Paginatekst >>
··········

De zonen van Ruben, de eerstgeboren zoon van Israël, waren Chanok en Pallu, Chesron en Karmi.
De zonen van Joel waren zijn zoon Semaja, diens zoon Gog, diens zoon Simi,
diens zoon Micha, diens zoon Reaja, diens zoon Baäl,
diens zoon Beera; deze werd in ballingschap weggevoerd door Tiglatpileser, de koning van Assur; hij was de leider van de Rubenieten.
Zijn broers met hun families, in het stamregister ingeschreven, waren Jeïel, het familiehoofd, Zekarja,
en Bela, de zoon van Azaz, de zoon van Sema, de zoon van Joel. Deze woonde in het gebied tussen Aroer, Nebo en Baäl-meon;
oostwaarts liep zijn gebied tot aan de rand van de woestijn die zich uitstrekt tot aan de rivier de Eufraat; hun kudden waren namelijk zeer talrijk geworden in Gilead.

··········

Getoonde gegevens >>
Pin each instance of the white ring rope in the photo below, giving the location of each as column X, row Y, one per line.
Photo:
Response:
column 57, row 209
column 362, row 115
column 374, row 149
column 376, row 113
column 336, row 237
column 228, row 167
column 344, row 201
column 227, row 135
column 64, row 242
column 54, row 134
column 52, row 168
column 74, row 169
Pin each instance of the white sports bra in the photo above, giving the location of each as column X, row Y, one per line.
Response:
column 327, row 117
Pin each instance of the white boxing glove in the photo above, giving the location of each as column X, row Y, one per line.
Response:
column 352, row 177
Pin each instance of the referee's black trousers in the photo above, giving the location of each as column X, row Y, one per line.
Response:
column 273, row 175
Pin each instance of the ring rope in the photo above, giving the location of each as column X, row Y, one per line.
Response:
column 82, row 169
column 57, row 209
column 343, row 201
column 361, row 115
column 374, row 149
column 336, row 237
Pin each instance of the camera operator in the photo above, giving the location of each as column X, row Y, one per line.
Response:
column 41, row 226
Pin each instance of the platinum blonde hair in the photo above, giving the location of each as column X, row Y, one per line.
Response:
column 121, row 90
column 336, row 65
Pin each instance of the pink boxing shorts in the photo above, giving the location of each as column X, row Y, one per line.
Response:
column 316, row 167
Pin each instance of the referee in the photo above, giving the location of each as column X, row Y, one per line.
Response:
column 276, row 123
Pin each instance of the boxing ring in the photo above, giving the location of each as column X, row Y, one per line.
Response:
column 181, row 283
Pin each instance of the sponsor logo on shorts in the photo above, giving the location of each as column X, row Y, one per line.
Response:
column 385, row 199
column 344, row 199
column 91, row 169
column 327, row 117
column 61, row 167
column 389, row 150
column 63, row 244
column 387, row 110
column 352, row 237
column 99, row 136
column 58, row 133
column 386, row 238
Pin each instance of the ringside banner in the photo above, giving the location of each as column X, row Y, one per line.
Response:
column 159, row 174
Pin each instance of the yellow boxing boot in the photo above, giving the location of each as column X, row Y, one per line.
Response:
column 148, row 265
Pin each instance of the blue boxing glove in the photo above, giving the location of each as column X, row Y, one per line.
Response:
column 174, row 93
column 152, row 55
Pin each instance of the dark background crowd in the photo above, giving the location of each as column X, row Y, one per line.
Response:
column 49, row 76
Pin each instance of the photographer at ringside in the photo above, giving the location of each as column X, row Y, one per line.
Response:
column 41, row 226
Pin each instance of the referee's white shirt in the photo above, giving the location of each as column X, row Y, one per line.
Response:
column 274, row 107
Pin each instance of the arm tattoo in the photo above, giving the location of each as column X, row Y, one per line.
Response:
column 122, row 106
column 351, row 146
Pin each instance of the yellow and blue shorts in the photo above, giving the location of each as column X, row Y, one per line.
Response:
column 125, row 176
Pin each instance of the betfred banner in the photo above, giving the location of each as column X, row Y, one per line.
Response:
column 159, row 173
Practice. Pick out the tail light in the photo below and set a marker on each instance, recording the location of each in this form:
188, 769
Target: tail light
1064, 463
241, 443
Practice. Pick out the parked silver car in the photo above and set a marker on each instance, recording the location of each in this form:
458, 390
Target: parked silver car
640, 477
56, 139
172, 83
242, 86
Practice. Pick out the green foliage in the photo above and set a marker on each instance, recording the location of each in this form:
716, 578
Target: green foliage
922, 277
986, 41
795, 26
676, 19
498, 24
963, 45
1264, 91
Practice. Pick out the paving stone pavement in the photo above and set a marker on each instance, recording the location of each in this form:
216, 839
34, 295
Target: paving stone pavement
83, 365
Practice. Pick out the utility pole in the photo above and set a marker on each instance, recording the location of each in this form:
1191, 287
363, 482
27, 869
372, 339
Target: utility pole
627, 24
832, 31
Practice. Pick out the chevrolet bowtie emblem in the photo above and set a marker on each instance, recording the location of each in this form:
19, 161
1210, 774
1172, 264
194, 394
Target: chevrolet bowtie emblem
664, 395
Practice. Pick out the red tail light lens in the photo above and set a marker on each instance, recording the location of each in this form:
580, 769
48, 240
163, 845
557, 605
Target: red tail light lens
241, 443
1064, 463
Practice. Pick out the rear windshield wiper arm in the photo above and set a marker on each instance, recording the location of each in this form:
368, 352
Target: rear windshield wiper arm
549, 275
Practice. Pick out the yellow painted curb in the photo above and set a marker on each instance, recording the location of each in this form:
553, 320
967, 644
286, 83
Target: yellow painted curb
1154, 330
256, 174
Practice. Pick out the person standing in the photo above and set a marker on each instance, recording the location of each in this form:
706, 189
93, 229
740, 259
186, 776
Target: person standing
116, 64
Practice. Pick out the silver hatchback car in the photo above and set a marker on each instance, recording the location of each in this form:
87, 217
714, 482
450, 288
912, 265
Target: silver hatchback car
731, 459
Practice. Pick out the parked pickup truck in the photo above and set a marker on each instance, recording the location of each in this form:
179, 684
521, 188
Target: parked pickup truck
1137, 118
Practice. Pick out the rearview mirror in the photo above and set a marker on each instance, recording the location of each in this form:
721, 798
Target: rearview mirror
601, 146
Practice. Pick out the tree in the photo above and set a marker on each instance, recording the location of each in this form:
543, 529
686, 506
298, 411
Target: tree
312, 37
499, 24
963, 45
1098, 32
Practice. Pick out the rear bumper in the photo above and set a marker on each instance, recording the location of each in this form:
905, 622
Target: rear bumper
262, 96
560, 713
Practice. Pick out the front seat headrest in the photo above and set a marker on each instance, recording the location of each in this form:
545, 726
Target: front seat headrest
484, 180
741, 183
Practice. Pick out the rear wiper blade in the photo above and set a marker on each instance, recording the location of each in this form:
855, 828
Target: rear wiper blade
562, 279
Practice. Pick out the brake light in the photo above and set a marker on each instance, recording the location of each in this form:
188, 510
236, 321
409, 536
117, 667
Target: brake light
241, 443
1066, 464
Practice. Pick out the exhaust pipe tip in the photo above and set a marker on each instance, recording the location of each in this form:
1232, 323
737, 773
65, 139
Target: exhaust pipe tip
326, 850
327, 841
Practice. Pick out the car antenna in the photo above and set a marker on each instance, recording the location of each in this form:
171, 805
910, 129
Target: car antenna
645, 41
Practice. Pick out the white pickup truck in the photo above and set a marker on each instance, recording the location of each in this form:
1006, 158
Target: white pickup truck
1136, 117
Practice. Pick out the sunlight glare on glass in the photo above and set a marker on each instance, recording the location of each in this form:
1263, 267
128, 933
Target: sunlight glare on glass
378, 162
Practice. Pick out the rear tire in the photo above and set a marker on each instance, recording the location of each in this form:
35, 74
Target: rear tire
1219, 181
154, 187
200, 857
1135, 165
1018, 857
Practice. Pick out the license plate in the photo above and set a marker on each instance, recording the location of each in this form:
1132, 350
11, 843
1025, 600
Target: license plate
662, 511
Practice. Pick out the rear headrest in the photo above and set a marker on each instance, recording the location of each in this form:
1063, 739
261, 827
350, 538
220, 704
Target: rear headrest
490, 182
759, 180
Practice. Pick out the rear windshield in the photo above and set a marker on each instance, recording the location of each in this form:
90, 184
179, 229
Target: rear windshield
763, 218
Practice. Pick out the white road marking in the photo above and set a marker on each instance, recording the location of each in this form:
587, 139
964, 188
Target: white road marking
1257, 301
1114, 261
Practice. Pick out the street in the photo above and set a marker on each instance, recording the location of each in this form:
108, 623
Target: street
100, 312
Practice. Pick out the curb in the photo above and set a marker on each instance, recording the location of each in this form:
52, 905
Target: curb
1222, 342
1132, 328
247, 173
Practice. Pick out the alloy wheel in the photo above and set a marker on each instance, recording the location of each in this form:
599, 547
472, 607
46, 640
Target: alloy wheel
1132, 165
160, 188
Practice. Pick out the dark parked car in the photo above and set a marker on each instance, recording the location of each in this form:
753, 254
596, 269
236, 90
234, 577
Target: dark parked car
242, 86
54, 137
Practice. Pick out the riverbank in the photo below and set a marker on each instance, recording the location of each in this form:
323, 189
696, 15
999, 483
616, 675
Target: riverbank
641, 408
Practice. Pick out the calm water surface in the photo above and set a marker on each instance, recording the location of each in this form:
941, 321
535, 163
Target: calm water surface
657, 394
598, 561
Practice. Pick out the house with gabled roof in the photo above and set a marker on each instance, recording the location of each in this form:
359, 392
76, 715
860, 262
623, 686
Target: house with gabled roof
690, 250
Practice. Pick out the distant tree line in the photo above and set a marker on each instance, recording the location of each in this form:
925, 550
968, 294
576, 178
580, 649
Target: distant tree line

··········

Opdrachten >>
• A. Bewerk het stuk uit de paginatekst dat begint bij "De zonen van Ruben, de" en doorloopt tot en met "van de Rubenieten.". Zet daarin "Assyrië" in plaats van "Assur".
• B. Beantwoord de volgende vragen aan de hand van de paginatekst:
(i) Door wie werd Beera in ballingschap weggevoerd?
(ii) In welk gebied woonde Bela?
(iii) Waar waren de kudden zeer talrijk geworden?

Antwoorden op volgorde >>
• A.
De zonen van Ruben, de eerstgeboren zoon van Israël, waren Chanok en Pallu, Chesron en Karmi.
De zonen van Joel waren zijn zoon Semaja, diens zoon Gog, diens zoon Simi,
diens zoon Micha, diens zoon Reaja, diens zoon Baäl,
diens zoon Beera; deze werd in ballingschap weggevoerd door Tiglatpileser, de koning van Assyrië; hij was de leider van de Rubenieten.

• B.
(i) Door Tiglatpileser, de koning van Assur.
(ii) In het gebied tussen Aroer, Nebo en Baäl-meon.
(iii) In Gilead.